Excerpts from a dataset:
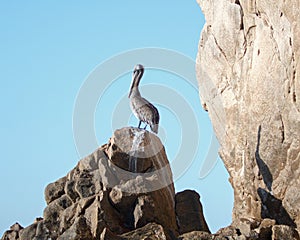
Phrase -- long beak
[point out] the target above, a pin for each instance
(133, 83)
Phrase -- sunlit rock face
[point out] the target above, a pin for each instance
(124, 190)
(248, 72)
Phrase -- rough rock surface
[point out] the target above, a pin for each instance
(124, 190)
(248, 72)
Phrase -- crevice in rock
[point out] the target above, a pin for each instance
(282, 130)
(242, 14)
(262, 166)
(221, 50)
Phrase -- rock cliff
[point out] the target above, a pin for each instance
(248, 72)
(124, 190)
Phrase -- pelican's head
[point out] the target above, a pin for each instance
(137, 74)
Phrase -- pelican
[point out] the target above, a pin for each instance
(141, 108)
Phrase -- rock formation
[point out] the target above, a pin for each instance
(124, 190)
(248, 72)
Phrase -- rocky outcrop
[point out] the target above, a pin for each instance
(248, 71)
(124, 190)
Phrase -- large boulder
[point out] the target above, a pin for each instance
(248, 71)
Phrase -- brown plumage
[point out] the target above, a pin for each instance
(140, 107)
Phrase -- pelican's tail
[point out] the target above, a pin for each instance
(154, 128)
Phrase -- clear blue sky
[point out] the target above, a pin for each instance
(48, 49)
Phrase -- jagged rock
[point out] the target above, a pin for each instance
(284, 232)
(189, 212)
(151, 231)
(13, 233)
(195, 235)
(248, 72)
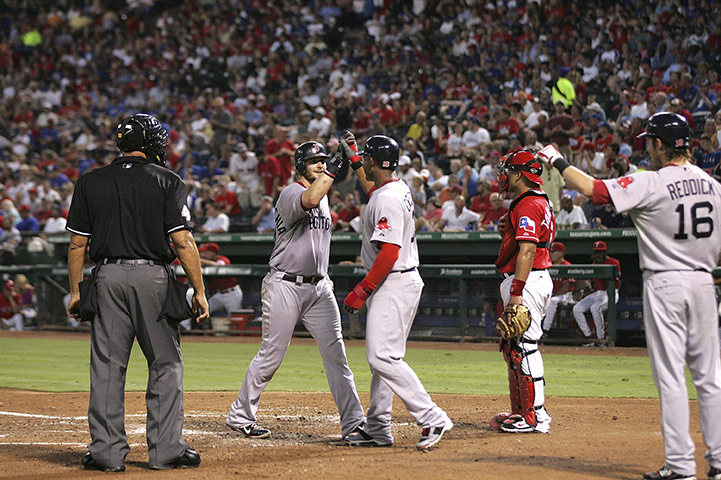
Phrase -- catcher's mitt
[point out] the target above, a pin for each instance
(514, 321)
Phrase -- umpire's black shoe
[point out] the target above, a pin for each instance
(189, 459)
(665, 473)
(89, 463)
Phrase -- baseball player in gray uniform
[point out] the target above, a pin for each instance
(297, 288)
(677, 211)
(392, 290)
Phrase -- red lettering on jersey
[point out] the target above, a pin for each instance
(624, 181)
(383, 224)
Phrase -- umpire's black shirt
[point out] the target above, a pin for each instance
(128, 208)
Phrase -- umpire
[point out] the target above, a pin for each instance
(126, 211)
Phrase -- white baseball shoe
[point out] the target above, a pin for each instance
(432, 435)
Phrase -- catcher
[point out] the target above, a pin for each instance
(528, 231)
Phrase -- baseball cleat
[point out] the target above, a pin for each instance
(665, 473)
(251, 431)
(432, 435)
(516, 424)
(359, 438)
(498, 419)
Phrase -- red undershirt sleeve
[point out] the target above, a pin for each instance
(383, 264)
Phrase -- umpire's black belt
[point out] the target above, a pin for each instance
(404, 271)
(301, 279)
(130, 261)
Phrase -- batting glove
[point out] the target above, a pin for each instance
(357, 297)
(333, 165)
(350, 150)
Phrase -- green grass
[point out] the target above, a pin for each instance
(63, 365)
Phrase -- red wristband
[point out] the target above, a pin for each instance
(517, 287)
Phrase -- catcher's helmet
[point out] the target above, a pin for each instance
(384, 150)
(671, 128)
(524, 161)
(144, 133)
(307, 151)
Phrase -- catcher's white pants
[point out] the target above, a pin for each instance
(553, 304)
(391, 311)
(284, 303)
(679, 331)
(597, 302)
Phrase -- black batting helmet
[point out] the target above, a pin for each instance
(671, 128)
(307, 151)
(384, 150)
(524, 161)
(143, 133)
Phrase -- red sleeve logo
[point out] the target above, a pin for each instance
(383, 224)
(624, 182)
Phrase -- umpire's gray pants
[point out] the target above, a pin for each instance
(130, 298)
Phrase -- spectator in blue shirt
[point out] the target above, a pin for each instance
(27, 223)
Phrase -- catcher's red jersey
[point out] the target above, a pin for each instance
(531, 219)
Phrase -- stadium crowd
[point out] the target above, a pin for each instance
(240, 84)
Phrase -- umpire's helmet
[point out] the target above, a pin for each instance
(384, 150)
(307, 151)
(144, 133)
(524, 161)
(671, 128)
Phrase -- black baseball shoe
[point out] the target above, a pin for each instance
(665, 473)
(189, 459)
(251, 431)
(89, 463)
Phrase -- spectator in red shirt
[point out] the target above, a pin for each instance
(497, 210)
(282, 149)
(226, 200)
(349, 211)
(269, 172)
(597, 300)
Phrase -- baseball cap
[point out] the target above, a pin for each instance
(599, 245)
(558, 247)
(209, 247)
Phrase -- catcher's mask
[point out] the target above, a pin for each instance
(524, 161)
(143, 133)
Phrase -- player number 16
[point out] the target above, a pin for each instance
(701, 227)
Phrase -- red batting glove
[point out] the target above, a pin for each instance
(357, 297)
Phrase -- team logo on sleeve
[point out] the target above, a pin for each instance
(527, 224)
(624, 182)
(383, 224)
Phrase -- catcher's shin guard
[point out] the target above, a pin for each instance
(527, 362)
(513, 386)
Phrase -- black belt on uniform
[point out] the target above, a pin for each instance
(300, 279)
(130, 261)
(228, 289)
(404, 271)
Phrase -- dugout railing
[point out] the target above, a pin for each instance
(459, 302)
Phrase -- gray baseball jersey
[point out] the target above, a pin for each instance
(677, 212)
(302, 237)
(388, 218)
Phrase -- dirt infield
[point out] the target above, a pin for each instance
(43, 435)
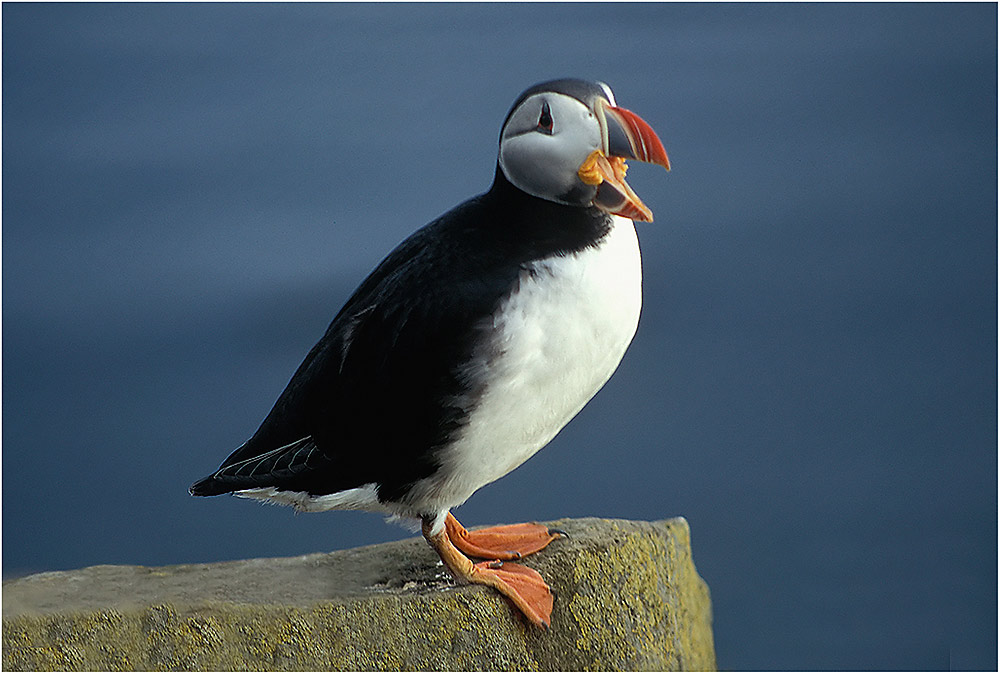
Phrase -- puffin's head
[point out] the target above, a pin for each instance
(566, 141)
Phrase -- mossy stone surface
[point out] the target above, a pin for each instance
(627, 598)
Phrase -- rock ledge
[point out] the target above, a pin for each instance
(627, 598)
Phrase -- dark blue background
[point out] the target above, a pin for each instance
(191, 191)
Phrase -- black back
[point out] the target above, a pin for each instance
(375, 394)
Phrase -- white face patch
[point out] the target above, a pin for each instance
(544, 143)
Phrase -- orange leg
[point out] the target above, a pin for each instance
(523, 586)
(507, 542)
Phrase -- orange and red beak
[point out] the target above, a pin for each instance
(625, 135)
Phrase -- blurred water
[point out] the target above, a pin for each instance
(191, 191)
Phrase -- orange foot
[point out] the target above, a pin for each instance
(512, 541)
(523, 586)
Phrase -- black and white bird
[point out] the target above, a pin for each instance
(472, 344)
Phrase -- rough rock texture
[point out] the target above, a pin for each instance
(627, 598)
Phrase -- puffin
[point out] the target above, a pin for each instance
(471, 344)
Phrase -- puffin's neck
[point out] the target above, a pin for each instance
(549, 226)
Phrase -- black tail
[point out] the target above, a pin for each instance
(209, 486)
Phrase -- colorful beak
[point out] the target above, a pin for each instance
(625, 135)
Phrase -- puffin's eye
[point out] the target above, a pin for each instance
(545, 119)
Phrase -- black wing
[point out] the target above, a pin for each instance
(374, 397)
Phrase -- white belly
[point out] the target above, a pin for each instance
(550, 347)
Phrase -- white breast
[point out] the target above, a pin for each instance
(549, 348)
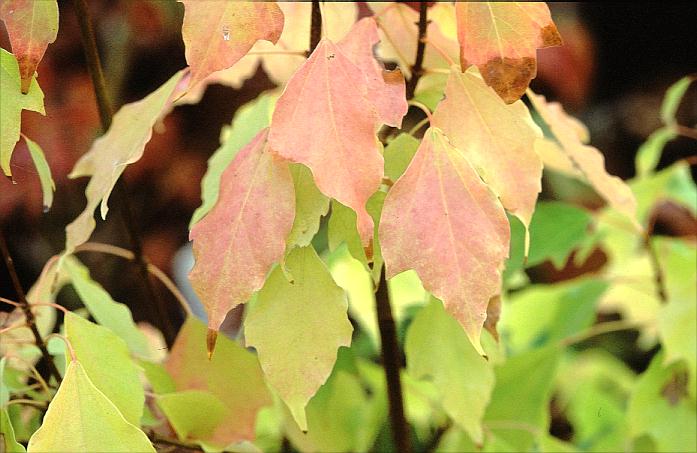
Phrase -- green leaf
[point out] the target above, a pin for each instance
(310, 206)
(437, 348)
(523, 389)
(659, 407)
(106, 361)
(7, 434)
(45, 178)
(297, 329)
(673, 97)
(649, 154)
(80, 418)
(12, 102)
(248, 121)
(107, 312)
(398, 155)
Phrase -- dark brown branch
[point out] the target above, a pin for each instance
(391, 359)
(315, 26)
(417, 69)
(156, 305)
(31, 320)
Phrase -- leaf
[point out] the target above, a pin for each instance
(113, 315)
(588, 160)
(310, 206)
(47, 184)
(297, 352)
(217, 33)
(12, 102)
(106, 361)
(342, 150)
(463, 378)
(80, 418)
(31, 26)
(441, 220)
(232, 375)
(386, 89)
(502, 39)
(256, 205)
(123, 144)
(497, 139)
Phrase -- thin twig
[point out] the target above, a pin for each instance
(391, 359)
(417, 69)
(158, 311)
(28, 314)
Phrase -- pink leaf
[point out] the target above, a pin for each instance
(324, 120)
(239, 240)
(441, 220)
(217, 33)
(386, 89)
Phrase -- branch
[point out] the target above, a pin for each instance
(24, 305)
(417, 69)
(158, 310)
(392, 362)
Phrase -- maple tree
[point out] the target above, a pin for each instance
(348, 238)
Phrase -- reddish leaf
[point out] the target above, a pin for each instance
(217, 33)
(386, 89)
(501, 39)
(31, 26)
(239, 240)
(441, 220)
(324, 120)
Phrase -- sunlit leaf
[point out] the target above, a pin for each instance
(463, 378)
(31, 26)
(501, 39)
(80, 418)
(123, 144)
(232, 263)
(297, 353)
(217, 33)
(440, 211)
(12, 102)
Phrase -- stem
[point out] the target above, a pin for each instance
(392, 362)
(158, 311)
(24, 305)
(315, 26)
(417, 69)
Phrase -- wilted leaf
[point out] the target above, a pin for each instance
(255, 210)
(80, 418)
(463, 378)
(217, 33)
(12, 102)
(441, 220)
(497, 139)
(123, 144)
(342, 150)
(31, 26)
(501, 39)
(104, 358)
(297, 329)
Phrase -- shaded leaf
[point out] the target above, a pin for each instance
(95, 423)
(31, 26)
(123, 144)
(218, 33)
(12, 102)
(342, 150)
(497, 139)
(256, 205)
(297, 329)
(502, 39)
(441, 220)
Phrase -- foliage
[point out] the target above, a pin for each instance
(318, 206)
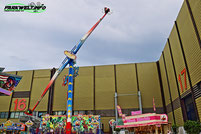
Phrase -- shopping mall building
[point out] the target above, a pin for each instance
(174, 81)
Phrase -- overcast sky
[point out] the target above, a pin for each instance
(136, 31)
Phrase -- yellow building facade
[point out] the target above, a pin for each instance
(174, 81)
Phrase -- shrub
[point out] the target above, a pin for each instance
(192, 127)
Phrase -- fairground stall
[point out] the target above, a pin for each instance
(80, 123)
(12, 127)
(144, 123)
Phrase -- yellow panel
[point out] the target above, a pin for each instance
(196, 10)
(104, 87)
(12, 72)
(164, 81)
(190, 44)
(126, 84)
(170, 118)
(178, 59)
(170, 73)
(179, 117)
(84, 89)
(60, 93)
(105, 121)
(40, 81)
(25, 83)
(4, 103)
(198, 104)
(19, 103)
(3, 120)
(149, 84)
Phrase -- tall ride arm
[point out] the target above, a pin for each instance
(66, 61)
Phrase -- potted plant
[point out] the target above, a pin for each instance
(192, 127)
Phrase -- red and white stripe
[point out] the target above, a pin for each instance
(3, 78)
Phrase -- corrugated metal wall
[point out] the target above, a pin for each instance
(164, 81)
(190, 44)
(104, 87)
(60, 93)
(170, 73)
(127, 84)
(196, 11)
(149, 84)
(178, 60)
(94, 88)
(40, 81)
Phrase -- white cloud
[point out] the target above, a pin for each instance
(34, 41)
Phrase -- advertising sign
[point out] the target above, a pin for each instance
(29, 123)
(8, 83)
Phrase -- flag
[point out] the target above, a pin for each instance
(154, 106)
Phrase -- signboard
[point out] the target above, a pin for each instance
(80, 123)
(1, 69)
(8, 83)
(136, 113)
(29, 123)
(9, 125)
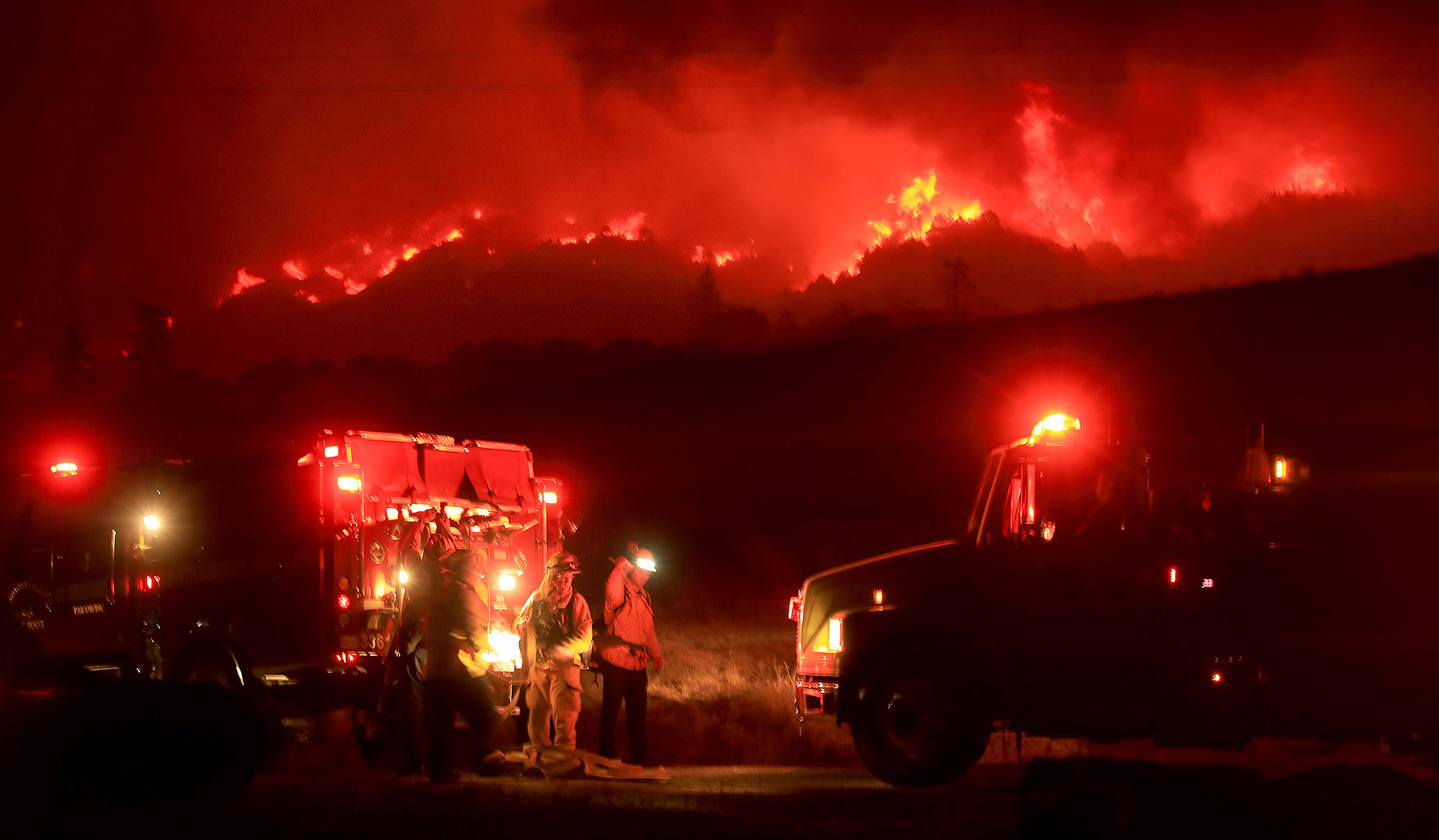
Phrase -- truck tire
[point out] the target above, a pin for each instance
(915, 728)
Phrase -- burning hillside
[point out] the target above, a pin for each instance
(784, 146)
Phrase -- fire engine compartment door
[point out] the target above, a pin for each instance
(503, 476)
(392, 469)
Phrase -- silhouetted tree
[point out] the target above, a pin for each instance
(704, 300)
(72, 360)
(955, 281)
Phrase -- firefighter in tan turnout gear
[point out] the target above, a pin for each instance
(555, 627)
(627, 647)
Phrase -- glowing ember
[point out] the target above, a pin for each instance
(630, 226)
(244, 281)
(919, 209)
(717, 258)
(1313, 176)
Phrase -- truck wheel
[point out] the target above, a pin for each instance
(914, 728)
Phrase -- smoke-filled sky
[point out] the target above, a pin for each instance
(177, 153)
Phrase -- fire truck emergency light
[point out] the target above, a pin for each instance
(1056, 423)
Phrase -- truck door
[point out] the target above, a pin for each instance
(87, 621)
(1065, 559)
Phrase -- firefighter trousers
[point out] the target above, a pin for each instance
(630, 688)
(555, 692)
(473, 699)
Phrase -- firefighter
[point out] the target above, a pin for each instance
(402, 693)
(627, 647)
(555, 627)
(455, 627)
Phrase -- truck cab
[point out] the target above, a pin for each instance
(1061, 610)
(275, 571)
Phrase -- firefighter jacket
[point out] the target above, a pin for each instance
(457, 620)
(555, 634)
(630, 620)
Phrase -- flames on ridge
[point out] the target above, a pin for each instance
(1066, 193)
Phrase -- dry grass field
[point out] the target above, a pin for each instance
(725, 695)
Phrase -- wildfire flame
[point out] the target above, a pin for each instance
(1066, 193)
(717, 258)
(1313, 176)
(244, 280)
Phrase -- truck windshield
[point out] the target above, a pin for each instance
(1061, 493)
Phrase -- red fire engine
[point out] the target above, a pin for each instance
(267, 569)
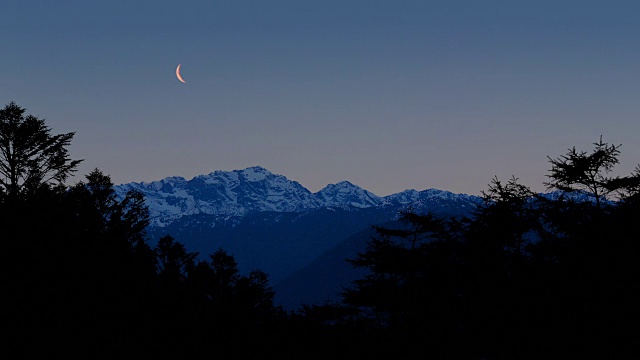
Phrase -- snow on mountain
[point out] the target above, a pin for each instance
(345, 193)
(231, 193)
(254, 189)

AIM OF THE EXERCISE: Starting at the first line of the data, set down each line exactly until you have copied the line with "Phrase -- rough rock surface", but leave the pictures out.

SOLUTION:
Phrase -- long beak
[point out] the target above, a pin for each instance
(133, 83)
Phrase -- sunlit rock face
[point out] the target above, a pin for each instance
(124, 190)
(248, 72)
Phrase -- rough rock surface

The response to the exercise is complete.